WHAT YOU HAVE TO DO:
The lines to be copied are those below that contain "study".

--- SOURCE MATERIAL ---

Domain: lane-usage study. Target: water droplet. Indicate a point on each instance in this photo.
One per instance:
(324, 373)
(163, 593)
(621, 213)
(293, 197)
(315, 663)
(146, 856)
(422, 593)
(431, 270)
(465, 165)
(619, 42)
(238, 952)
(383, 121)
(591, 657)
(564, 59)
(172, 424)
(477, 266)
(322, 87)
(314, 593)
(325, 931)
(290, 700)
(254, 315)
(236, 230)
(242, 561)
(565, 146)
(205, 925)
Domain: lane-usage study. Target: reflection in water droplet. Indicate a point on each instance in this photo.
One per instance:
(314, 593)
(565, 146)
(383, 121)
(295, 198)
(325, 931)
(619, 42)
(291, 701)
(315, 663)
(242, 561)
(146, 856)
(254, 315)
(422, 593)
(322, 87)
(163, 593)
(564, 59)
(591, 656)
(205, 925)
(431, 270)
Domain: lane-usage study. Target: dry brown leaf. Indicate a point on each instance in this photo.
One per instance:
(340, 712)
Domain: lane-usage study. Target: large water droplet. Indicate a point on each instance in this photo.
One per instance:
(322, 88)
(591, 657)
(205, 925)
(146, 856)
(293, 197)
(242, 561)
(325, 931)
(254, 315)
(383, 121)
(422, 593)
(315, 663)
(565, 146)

---
--- SOURCE MATERIAL ---

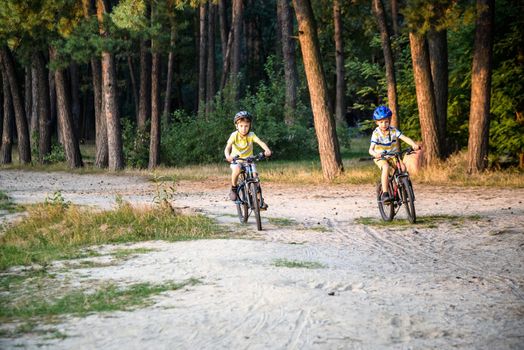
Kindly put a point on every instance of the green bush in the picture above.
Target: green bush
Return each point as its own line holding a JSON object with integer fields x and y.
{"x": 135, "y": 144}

---

OUTPUT:
Domain: lane-usage study. Target: water droplet. Indicate a point on each instance in this photo.
Domain: lane-usage study. Target: reflection in water droplet. Indicate a point on each instance in this photo.
Domain: lane-usage study. Target: dry brown leaf. Indicate a point on each instance in this photo.
Domain: lane-usage study. Target: large water droplet. Indicate a point on each instance in this photo.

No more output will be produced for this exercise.